_DATA LINES_:
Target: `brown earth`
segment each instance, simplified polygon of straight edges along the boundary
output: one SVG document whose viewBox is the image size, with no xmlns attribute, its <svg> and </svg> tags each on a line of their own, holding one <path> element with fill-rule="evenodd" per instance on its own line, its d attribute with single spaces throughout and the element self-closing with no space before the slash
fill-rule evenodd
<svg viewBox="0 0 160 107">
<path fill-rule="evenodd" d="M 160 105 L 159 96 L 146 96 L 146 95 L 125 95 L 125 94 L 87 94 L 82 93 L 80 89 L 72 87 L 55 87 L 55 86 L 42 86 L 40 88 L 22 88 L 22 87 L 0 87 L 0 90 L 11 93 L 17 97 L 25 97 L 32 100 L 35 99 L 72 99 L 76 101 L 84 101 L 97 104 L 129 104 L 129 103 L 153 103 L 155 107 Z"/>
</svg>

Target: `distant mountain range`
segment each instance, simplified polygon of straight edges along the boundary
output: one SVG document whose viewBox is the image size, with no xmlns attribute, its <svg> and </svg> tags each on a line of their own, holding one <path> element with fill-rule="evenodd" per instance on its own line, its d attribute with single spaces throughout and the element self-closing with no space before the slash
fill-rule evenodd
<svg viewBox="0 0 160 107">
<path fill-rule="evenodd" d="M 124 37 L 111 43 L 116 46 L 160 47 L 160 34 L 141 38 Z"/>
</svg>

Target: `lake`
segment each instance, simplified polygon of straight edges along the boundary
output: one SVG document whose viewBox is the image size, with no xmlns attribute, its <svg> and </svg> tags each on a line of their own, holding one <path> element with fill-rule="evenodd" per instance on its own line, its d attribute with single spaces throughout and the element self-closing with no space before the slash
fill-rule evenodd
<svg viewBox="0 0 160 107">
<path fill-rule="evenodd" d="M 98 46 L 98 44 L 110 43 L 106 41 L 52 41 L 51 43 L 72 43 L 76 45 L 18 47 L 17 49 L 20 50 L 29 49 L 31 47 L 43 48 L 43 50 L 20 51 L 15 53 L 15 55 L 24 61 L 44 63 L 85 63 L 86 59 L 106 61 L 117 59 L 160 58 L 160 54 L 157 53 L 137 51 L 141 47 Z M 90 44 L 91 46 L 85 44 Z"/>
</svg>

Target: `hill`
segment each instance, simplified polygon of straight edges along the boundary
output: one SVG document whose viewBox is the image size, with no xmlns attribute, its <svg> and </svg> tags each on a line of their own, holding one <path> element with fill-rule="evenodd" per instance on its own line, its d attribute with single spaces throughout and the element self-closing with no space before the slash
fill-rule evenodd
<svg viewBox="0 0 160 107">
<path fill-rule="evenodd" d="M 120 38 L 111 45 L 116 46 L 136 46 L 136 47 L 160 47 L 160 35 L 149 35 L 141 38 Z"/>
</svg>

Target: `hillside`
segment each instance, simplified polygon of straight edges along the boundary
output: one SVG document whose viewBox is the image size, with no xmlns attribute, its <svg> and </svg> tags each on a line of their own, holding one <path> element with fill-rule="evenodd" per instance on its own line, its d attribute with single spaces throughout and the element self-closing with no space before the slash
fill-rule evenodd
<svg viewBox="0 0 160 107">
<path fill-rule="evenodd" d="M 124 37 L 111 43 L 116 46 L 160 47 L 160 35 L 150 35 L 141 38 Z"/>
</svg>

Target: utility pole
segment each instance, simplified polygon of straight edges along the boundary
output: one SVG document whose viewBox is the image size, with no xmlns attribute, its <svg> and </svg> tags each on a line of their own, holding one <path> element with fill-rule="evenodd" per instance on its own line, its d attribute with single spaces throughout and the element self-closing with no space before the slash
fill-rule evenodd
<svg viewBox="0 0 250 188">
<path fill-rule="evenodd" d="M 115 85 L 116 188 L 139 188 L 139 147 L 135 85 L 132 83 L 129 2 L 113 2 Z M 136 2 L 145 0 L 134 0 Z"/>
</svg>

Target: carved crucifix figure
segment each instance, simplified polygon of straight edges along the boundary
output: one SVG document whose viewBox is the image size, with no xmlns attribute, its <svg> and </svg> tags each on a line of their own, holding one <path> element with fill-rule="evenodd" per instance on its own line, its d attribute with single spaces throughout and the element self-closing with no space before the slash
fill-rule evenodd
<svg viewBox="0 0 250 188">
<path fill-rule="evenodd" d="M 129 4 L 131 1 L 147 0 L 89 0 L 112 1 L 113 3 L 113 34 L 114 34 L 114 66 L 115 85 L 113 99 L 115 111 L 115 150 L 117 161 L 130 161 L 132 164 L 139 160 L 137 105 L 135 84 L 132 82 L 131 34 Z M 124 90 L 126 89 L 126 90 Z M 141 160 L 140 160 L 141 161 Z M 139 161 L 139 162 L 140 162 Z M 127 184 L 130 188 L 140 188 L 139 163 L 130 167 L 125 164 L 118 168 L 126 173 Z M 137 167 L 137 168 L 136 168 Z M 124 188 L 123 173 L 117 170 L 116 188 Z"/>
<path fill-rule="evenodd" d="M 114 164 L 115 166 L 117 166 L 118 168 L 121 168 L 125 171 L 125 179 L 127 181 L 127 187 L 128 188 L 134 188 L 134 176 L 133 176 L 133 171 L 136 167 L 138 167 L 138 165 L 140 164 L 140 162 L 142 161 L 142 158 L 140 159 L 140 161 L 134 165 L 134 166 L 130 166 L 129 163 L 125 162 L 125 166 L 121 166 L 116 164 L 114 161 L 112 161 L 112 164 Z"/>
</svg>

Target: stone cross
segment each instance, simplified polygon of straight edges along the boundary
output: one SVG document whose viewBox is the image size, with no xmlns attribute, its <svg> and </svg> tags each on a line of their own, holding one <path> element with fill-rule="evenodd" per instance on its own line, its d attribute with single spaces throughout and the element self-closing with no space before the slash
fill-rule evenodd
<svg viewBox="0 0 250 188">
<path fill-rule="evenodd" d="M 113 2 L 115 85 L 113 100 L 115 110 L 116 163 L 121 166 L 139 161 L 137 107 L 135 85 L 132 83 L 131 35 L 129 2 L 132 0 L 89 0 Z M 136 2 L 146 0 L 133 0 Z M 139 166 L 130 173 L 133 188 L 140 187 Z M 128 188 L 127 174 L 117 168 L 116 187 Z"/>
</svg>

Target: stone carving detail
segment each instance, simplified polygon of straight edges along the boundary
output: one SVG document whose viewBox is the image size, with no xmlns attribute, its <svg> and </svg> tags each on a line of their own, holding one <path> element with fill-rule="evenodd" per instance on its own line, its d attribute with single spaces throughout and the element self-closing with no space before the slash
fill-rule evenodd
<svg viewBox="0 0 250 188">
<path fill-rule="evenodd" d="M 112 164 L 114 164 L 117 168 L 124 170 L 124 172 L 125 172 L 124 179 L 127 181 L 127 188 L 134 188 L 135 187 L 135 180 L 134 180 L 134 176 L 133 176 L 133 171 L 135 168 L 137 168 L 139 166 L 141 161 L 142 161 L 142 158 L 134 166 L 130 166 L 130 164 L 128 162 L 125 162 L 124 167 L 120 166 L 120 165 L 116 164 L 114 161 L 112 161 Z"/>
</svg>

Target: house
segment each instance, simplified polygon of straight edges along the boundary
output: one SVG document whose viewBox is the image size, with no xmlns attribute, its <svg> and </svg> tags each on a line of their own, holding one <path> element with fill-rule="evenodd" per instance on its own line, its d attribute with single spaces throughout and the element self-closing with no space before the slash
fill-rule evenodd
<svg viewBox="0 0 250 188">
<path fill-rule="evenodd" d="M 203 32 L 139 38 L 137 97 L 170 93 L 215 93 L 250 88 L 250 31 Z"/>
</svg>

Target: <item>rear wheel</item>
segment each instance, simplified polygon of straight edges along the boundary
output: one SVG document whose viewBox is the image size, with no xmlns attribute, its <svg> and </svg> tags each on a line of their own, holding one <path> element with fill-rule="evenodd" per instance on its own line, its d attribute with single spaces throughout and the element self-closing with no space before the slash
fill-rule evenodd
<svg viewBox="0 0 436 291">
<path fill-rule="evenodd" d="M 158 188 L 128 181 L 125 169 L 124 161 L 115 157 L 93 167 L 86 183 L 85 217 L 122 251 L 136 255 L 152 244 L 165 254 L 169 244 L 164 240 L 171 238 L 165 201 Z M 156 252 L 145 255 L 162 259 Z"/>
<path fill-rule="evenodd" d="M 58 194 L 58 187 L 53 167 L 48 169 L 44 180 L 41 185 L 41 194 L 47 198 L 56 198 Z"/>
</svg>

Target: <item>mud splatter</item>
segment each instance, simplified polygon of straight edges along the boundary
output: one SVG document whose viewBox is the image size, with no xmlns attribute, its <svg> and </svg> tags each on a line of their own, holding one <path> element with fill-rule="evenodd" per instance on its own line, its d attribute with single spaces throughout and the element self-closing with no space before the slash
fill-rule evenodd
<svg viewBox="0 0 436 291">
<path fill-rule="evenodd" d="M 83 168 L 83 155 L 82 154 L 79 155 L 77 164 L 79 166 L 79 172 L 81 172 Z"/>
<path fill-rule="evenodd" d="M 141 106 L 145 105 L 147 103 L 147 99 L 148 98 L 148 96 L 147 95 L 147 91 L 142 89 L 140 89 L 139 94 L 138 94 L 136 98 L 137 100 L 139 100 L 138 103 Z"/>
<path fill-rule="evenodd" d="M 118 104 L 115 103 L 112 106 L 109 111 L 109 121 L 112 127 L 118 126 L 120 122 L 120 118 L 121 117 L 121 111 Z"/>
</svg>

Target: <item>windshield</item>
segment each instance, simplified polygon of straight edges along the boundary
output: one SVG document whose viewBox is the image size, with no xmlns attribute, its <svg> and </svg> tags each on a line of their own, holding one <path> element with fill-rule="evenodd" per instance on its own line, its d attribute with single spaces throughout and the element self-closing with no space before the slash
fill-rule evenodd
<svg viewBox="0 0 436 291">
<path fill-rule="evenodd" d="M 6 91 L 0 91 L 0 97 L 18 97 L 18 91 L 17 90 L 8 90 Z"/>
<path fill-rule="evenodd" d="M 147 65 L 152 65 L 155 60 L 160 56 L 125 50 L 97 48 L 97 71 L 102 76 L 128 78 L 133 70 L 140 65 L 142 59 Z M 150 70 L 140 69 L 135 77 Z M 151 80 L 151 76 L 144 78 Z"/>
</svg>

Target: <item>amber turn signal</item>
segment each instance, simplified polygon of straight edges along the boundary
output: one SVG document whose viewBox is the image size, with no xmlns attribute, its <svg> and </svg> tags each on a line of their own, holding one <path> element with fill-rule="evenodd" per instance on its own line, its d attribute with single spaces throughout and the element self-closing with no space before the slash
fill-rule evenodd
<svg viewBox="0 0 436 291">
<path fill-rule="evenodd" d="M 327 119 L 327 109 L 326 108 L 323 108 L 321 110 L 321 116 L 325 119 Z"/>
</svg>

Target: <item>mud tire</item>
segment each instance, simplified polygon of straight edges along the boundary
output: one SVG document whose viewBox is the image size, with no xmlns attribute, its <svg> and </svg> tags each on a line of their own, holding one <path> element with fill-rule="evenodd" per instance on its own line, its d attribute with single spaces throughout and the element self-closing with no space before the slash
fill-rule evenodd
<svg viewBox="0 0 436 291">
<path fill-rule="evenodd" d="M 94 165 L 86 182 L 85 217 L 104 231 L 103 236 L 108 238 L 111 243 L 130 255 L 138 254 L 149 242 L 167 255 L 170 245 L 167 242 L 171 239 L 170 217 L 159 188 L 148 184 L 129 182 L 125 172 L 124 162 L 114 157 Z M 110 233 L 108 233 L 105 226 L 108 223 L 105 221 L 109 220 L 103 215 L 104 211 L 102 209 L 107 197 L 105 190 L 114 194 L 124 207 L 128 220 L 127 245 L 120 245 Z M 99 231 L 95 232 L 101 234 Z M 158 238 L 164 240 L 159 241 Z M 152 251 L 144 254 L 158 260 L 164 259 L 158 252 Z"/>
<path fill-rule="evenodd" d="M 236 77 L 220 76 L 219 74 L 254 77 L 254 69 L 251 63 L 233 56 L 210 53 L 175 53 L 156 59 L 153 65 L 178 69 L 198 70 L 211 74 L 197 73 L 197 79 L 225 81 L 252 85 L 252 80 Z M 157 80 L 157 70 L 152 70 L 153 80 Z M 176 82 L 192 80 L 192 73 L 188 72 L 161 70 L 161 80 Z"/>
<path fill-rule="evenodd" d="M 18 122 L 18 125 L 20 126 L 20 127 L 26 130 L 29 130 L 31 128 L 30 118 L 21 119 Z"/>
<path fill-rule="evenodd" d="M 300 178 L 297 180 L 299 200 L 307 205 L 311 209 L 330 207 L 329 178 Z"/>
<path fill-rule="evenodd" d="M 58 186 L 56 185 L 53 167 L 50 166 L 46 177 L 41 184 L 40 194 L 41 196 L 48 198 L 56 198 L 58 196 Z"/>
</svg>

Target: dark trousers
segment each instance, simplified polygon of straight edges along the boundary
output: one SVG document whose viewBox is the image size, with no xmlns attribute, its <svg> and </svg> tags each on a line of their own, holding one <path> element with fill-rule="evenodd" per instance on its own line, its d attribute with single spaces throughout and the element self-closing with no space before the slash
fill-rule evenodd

_YOUR INSTRUCTIONS_: How many lines of the data above contain the string "item"? Case counts. Reply with the number only.

_RESULT OF THIS EXERCISE_: 5